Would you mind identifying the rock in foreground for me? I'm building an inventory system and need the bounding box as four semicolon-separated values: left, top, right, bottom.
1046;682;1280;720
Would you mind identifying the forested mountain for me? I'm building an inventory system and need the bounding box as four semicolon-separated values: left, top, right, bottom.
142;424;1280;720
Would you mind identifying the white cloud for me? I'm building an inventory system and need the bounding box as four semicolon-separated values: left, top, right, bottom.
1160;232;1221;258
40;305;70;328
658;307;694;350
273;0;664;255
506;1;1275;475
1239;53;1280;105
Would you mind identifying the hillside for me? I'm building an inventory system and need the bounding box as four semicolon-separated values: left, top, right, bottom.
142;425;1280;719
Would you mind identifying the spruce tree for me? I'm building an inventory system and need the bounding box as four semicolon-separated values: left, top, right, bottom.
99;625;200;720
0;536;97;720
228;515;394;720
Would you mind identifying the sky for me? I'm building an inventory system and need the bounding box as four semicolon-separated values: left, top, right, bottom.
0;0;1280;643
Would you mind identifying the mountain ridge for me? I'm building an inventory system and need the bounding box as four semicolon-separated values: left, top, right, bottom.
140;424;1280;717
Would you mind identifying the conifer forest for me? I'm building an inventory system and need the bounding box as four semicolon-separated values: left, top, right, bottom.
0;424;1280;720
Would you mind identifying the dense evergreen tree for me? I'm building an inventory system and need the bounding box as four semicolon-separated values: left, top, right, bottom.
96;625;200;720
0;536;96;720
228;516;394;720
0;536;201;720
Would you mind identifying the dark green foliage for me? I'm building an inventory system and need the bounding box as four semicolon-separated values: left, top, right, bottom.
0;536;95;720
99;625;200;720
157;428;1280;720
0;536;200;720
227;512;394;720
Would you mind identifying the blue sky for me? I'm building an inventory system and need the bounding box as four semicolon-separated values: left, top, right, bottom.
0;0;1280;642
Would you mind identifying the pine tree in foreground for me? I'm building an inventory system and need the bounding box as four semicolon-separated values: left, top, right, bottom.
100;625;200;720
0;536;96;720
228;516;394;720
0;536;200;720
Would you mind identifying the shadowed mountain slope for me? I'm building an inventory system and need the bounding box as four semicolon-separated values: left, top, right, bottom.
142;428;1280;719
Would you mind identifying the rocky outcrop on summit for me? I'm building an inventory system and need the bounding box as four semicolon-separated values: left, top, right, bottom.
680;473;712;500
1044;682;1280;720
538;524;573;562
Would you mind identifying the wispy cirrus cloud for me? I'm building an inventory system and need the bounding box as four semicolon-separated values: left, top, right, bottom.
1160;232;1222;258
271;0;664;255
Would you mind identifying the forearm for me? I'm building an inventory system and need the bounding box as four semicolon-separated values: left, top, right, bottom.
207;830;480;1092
○ ○ ○ ○ ○
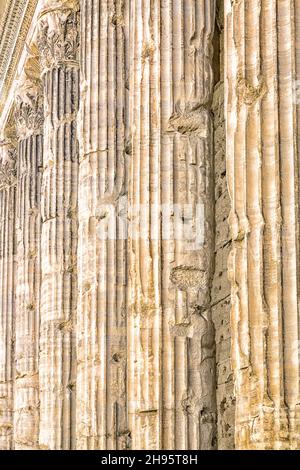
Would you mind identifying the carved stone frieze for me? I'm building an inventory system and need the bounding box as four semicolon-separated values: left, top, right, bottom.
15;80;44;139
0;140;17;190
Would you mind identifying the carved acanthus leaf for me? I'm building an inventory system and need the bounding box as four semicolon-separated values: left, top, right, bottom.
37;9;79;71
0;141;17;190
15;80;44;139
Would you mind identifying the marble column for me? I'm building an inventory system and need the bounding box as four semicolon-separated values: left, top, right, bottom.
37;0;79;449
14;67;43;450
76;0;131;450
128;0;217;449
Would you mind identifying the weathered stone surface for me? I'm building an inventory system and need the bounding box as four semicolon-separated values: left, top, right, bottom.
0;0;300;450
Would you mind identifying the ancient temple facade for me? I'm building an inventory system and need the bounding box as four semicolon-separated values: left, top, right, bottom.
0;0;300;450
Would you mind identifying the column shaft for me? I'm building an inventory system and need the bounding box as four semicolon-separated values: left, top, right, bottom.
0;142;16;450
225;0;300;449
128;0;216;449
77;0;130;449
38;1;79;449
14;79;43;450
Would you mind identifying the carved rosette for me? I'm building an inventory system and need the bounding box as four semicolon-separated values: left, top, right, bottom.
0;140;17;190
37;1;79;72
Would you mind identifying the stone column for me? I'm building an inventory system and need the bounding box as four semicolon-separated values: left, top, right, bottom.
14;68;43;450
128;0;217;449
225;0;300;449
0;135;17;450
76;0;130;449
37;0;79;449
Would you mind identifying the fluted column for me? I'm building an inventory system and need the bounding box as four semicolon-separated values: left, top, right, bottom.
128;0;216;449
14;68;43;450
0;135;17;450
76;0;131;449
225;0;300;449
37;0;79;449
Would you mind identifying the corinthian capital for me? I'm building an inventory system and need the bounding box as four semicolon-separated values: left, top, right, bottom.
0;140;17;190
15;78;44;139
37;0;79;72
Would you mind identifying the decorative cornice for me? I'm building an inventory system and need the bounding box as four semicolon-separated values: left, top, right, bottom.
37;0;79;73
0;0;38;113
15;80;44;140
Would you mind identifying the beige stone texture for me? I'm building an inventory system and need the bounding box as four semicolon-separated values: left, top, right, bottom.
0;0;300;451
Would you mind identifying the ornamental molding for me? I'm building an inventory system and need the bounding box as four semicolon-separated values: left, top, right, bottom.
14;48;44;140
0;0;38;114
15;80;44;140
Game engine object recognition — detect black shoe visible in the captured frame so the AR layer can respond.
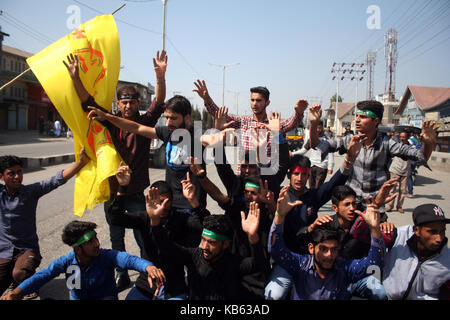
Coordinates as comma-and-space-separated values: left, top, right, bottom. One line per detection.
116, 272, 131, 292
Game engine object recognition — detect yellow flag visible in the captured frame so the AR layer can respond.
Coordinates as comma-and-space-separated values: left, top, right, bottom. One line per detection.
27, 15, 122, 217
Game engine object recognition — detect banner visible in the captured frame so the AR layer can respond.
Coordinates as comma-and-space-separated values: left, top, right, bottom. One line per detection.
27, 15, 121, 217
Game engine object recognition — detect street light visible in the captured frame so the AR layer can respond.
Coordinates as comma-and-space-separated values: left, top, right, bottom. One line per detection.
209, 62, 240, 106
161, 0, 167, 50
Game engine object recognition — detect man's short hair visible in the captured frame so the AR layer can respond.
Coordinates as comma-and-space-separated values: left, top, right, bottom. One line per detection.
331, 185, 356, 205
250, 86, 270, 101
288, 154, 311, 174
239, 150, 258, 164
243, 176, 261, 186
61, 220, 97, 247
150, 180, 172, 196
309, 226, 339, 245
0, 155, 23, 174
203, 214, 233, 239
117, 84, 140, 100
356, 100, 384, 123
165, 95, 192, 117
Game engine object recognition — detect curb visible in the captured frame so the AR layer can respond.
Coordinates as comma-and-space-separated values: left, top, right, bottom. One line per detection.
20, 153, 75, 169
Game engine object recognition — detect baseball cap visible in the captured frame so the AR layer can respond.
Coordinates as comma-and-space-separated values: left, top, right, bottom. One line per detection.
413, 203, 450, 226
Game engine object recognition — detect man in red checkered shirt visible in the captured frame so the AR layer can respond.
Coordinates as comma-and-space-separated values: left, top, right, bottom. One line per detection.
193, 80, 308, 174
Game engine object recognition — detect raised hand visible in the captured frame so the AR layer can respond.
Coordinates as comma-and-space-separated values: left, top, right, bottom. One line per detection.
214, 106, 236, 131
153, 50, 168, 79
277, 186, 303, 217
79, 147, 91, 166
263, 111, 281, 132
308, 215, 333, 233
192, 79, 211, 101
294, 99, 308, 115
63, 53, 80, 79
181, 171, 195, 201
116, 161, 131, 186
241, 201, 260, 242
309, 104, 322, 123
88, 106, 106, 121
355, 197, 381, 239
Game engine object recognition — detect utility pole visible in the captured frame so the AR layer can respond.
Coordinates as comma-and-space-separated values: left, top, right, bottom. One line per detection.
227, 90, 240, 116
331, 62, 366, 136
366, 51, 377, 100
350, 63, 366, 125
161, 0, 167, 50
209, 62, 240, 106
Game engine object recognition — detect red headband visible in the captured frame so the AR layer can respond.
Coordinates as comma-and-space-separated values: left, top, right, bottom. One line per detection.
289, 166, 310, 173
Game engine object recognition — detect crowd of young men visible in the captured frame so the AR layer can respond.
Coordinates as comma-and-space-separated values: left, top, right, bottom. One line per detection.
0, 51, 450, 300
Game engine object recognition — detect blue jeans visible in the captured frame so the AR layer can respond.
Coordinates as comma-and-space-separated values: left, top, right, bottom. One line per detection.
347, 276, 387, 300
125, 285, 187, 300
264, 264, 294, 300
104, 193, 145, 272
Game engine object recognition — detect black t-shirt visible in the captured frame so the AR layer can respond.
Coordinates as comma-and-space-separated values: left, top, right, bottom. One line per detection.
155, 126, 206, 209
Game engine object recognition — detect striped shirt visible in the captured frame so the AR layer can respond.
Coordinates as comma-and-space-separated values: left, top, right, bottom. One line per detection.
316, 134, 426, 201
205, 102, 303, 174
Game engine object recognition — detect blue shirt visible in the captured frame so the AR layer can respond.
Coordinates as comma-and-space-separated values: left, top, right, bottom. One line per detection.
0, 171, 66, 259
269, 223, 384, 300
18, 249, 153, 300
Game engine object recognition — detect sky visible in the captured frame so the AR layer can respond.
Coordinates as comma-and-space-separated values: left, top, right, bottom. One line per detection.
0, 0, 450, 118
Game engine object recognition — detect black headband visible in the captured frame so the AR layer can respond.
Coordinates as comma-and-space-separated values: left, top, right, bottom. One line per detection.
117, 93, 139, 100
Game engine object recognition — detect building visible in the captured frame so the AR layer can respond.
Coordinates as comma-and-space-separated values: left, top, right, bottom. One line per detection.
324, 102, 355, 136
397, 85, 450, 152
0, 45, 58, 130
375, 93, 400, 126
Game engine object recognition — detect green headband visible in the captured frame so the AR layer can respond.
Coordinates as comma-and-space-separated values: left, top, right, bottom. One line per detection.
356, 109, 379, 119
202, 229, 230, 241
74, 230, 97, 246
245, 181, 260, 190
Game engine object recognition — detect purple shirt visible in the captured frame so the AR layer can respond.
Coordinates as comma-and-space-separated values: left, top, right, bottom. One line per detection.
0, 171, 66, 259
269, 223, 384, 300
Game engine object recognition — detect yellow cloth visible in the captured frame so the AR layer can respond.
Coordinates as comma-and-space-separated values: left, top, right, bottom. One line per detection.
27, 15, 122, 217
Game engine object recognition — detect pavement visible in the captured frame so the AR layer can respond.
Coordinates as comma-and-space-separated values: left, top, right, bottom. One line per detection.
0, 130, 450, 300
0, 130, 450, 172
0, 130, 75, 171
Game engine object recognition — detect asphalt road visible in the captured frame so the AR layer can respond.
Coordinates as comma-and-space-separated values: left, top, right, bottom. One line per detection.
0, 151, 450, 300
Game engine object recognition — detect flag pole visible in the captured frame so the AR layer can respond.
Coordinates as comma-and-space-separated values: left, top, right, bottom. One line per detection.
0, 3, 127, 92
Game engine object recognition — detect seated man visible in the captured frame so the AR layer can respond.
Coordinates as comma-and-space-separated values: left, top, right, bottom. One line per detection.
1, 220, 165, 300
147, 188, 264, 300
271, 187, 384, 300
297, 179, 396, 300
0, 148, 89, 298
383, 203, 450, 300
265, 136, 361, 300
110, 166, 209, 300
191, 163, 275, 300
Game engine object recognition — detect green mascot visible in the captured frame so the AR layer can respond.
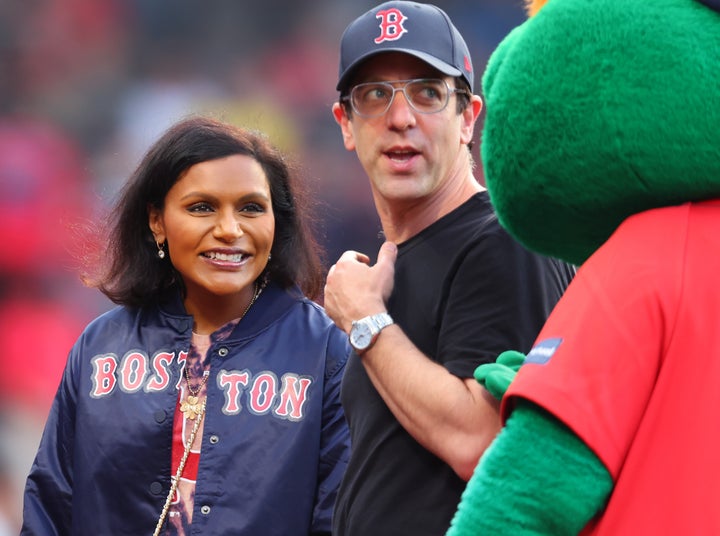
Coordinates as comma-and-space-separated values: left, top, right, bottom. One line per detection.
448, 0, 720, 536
○ ○ ○ ○ ○
§ **What is required**
Rewrite the rows from the line with "Would you mind identifying the shadowed" to the line with "538;524;573;562", both included, as a numbered list that leaves out any blank lines.

§ **The response**
1. Would you mind identifying the shadowed mountain slope for me? I'm building an inventory system and need the bounding box as four semicolon-separated values: left, top, right, bottom.
2. 142;428;1280;719
3. Would you mind identifying the rocky outcrop on summit for me? I'm building an inventory system and need the bounding box as four semicolon-separated values: left, top, right, bottom.
4. 680;473;712;500
5. 1044;682;1280;720
6. 538;524;573;562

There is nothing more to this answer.